TEXT SECTION:
Nearly 30 years ago my favourite broadsheet newspaper published a special eight-page supplement describing the 10th anniversary of the idyllic small island group of San Serriffe, which I believe is located somewhere near Typeface, in the Document Ocean. I’ve often meant to go there to visit its two main islands of Upper Caisse and Lower Caisse and to while away an hour or two drinking a cold beer (or three) on the terrace of a cafe in its capital ‘Bodoni’.
But I’ve never made it. I have been too busy fighting my way through life, reporting to managers and boards of directors, caring for the needs of avaricious shareholders and generally trying to understand the logic of the universe.
I’m told, however, that San Serriffe has an enviable record when it comes to fire deaths, fire property losses and the consequent low level of business interruption and that this, I understand, is entirely due to the way that its building codes are written and enforced. This is in total contrast to the news that has been brought to me recently by the same broadsheet; namely the report on the hotel fire in Paris with 22 dead; the Taichung fire in Taiwan with 4 fatalities; the Madrid Tower fire and the towering inferno that occurred in Caracas, Venezuela, late last year.
Is it only a matter of time before there’s a similar major UK fire disaster? In my opinion, the answer is unequivocally ‘yes’.
But why do I believe this? Well, it is simply because in many cases on this island, fire protection is not taken as seriously as it is in San Seriffe. Sooner or later, a series of circumstances will coincide to cause a catastrophic inferno and we will all be asking ourselves: ‘How the hell did we allow this to occur?’
Many buildings these days are designed using fire safety engineering techniques, which result in the fire protection systems being trimmed down in order to allow the building to be constructed to meet the needs of the client. For example, compartment sizes may be designed larger than recommended in Approved Document B, since the engineer has correctly assessed this to be OK because of the other fire protection systems in the building and/or the type of fire that is likely to occur. The ‘fire safety engineering’ sanctioned enlargement of compartments and hence the removal of ‘redundant’ fire protection may be fine, as long as the remaining fire protection systems are properly installed. But how do you know that they are? Well, you don’t. All you have is the word of the fire protection contractor that installed the system. Believe it or not, there’s absolutely no need for the work to be signed off by anybody that has proved the contractors competence.
Let’s now contrast fire with insulation. Approved Document L Conservation of Fuel and Power says: “Responsibility for achieving compliance with the requirements of Part L rests with the person carrying out the work. In the case of building services systems, that ‘person’ may be e.g. a developer or main contractor who has carried out the work directly, or by engaging a subcontractor to carry it out, or it may be a specialist firm directly engaged by a client. The person responsible for achieving compliance should provide a report, or obtain one from a suitably qualified person, that indicates the inspection and commissioning activities necessary to establish that the work complies with Part L have been completed to a reasonable standard.”
Approved Document L goes on to say: “The building control body will, however, wish to establish, in advance of the work, that any person who will be providing such a report is suitably qualified.”

WORK TO DO:
1. Decide whether each statement below agrees with the article on fire protection: (a) The writer has visited the capital of San Serriffe. (b) The hotel fire in Paris killed 22 people. (c) Approved Document L places responsibility for compliance with Part L on the building control body. For each, answer yes or no and quote the words of the article that settle it.
2. Copy out word for word the part of the article on fire protection that opens with the words containing "But I’ve never" and closes with "of the universe.".

(Location identification entries)

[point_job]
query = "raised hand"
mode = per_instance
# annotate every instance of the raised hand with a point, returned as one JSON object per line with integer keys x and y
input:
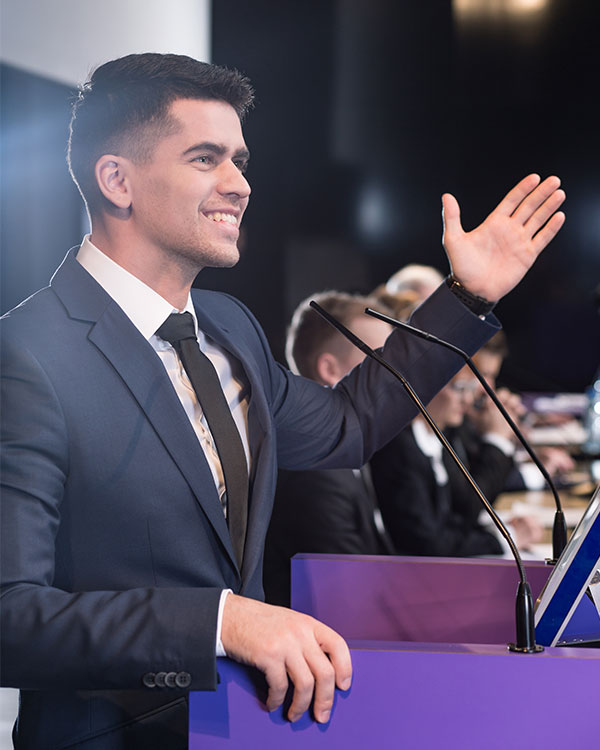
{"x": 287, "y": 645}
{"x": 490, "y": 260}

TASK RESULTS:
1.
(a) No: "But I’ve never made it."
(b) Yes: "the report on the hotel fire in Paris with 22 dead"
(c) No: "Responsibility for achieving compliance with the requirements of Part L rests with the person carrying out the work."

2.
But I’ve never made it. I have been too busy fighting my way through life, reporting to managers and boards of directors, caring for the needs of avaricious shareholders and generally trying to understand the logic of the universe.